Exercise description :: Convert the records below, from the line with "Each instance of the stone staircase" up to and including the line with "x=275 y=364", into a two-column CSV with the headers instruction and coordinates, one row per record. Put the record's text and its answer each in a single quoted field, with any line breaks replaced by spaces.

=-=-=

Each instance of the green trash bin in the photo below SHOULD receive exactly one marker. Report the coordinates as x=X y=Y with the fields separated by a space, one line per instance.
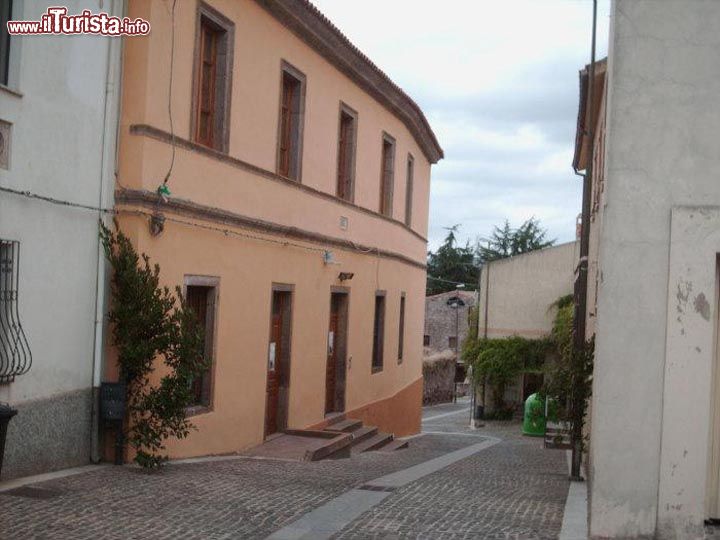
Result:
x=534 y=421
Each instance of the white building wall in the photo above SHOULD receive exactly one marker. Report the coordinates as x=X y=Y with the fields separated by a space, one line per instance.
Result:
x=62 y=146
x=655 y=349
x=517 y=294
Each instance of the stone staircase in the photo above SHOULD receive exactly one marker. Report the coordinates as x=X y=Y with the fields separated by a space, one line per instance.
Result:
x=364 y=438
x=339 y=438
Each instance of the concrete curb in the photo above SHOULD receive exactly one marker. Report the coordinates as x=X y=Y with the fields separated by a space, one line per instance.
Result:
x=574 y=526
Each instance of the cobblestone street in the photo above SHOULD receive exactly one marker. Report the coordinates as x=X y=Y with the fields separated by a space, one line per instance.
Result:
x=512 y=489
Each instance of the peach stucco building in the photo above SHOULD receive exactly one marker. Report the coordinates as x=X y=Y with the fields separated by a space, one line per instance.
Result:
x=299 y=177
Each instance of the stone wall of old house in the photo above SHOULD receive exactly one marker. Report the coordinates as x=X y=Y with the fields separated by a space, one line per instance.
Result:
x=438 y=375
x=440 y=319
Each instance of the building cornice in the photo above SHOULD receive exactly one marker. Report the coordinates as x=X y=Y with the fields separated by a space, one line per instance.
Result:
x=153 y=204
x=163 y=136
x=310 y=25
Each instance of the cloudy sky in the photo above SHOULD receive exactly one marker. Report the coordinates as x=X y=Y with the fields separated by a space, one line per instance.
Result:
x=498 y=81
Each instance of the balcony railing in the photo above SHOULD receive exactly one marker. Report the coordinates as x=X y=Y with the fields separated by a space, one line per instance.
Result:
x=15 y=355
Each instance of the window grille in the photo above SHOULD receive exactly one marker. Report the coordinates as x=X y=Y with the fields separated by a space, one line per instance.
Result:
x=15 y=355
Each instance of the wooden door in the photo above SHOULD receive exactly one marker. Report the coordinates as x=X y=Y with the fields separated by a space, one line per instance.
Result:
x=332 y=356
x=275 y=364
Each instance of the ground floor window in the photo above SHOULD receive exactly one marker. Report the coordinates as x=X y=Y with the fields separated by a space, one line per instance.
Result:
x=378 y=331
x=201 y=298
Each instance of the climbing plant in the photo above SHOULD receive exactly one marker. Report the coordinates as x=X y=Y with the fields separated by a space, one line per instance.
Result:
x=150 y=324
x=568 y=378
x=498 y=362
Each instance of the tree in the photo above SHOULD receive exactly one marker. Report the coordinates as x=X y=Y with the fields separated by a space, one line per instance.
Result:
x=451 y=264
x=150 y=326
x=506 y=242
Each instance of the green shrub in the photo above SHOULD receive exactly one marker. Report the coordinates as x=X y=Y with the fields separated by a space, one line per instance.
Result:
x=148 y=324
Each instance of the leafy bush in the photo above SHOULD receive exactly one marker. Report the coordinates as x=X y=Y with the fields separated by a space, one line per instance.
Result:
x=148 y=323
x=569 y=378
x=498 y=362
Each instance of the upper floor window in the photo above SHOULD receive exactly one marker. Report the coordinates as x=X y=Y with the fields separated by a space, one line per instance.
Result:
x=213 y=76
x=5 y=14
x=409 y=190
x=346 y=153
x=401 y=329
x=15 y=355
x=201 y=296
x=387 y=175
x=292 y=109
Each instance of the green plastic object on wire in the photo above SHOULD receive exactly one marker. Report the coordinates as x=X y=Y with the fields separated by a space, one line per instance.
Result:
x=534 y=421
x=164 y=191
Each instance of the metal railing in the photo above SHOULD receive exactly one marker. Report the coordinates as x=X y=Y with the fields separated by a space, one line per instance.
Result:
x=15 y=355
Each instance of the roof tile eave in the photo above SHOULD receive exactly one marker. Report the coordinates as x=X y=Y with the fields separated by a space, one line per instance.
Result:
x=362 y=71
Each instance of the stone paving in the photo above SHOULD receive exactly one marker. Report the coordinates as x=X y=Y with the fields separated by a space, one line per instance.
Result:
x=514 y=489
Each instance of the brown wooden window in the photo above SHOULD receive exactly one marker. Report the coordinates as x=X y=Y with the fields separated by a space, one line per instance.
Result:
x=5 y=15
x=378 y=332
x=292 y=105
x=346 y=154
x=387 y=175
x=201 y=299
x=409 y=190
x=401 y=329
x=212 y=79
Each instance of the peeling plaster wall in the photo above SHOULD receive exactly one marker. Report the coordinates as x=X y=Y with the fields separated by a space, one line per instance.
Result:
x=656 y=300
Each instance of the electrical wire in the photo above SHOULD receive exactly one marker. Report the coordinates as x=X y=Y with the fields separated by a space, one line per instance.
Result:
x=450 y=281
x=172 y=65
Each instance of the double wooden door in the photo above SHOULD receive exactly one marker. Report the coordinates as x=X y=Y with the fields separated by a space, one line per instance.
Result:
x=278 y=364
x=336 y=352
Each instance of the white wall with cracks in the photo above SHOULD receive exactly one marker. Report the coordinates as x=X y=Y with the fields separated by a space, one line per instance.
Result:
x=657 y=292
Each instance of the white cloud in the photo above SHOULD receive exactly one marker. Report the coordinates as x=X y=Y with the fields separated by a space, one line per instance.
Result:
x=498 y=81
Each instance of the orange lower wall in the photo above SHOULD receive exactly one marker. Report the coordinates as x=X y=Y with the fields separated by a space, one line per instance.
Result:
x=400 y=414
x=246 y=269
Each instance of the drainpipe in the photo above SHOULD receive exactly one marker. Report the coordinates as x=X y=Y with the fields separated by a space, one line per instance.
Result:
x=581 y=283
x=113 y=78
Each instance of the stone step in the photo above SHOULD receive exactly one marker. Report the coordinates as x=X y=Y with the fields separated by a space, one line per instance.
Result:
x=345 y=426
x=333 y=418
x=363 y=434
x=393 y=445
x=373 y=443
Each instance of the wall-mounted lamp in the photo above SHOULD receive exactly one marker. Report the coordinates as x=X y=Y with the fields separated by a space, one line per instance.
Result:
x=157 y=224
x=345 y=276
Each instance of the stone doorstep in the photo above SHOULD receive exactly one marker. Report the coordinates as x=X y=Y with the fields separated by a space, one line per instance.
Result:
x=345 y=426
x=363 y=433
x=395 y=444
x=338 y=443
x=373 y=443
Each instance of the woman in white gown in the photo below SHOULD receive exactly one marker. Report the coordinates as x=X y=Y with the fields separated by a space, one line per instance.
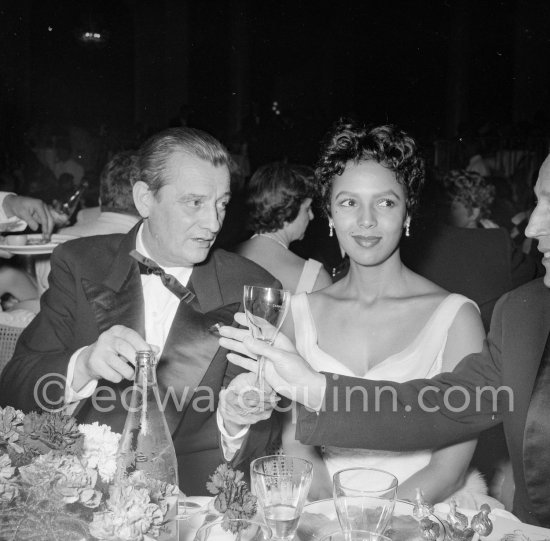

=-=-=

Solution ::
instruction,coordinates
"Each instance of the stone staircase in the photo above SHOULD receive exactly one marker. Report the coordinates as x=X y=Y with the fields separated by a space, one line per instance. Result:","x=364 y=438 x=339 y=438"
"Each instance of the concrete curb in the photo above SHOULD receive exactly one marker. Report the coordinates as x=X y=Y with the fields separated by a space, one line per instance. Result:","x=574 y=526"
"Each instance of the cobblestone street in the photo above SHOULD receive exactly one marker. Report the coordinates as x=X y=Y with the fields separated by a space, one line per instance. Result:","x=512 y=489"
"Each instance of the peach stucco building in the photo above SHOULD receive exactly one marker. Report the coordinates as x=X y=Y with the fields separated by a space, one line per instance. Result:","x=299 y=177"
"Each instance of the stone wall of old house in the photo above SHOULD receive exactly one marker. Report the coordinates as x=X y=Y with the fields separated by a space, one line per instance. Result:","x=438 y=375 x=440 y=319"
"Each instance of the building cornice in the photo above SHOULD receive exactly one marker. Report the coordinates as x=X y=Y with the fields separated by a space, one line per instance. Result:","x=153 y=204 x=163 y=136 x=310 y=25"
"Each instance of the cloudy sky in the photo above SHOULD receive exactly one marker. Report the coordinates as x=X y=Y with the fields separated by a space, one line per instance. Result:","x=498 y=81"
"Each instance of the balcony railing in the photo above SHOULD receive exactly one marker. Report the coordinates as x=X y=Y with the fields separated by a space, one line per instance. Result:","x=15 y=355"
"Each instance of the window grille in the photo above SHOULD receive exactly one marker. Report the coordinates as x=X y=Y with the fields separated by a space, one line per instance. Result:","x=15 y=355"
"Each instance of the wooden door in the photo above SHOULD receive exactly one marker. Report the coordinates as x=X y=Y with the fields separated by a space, one line per instance. Result:","x=332 y=356 x=275 y=364"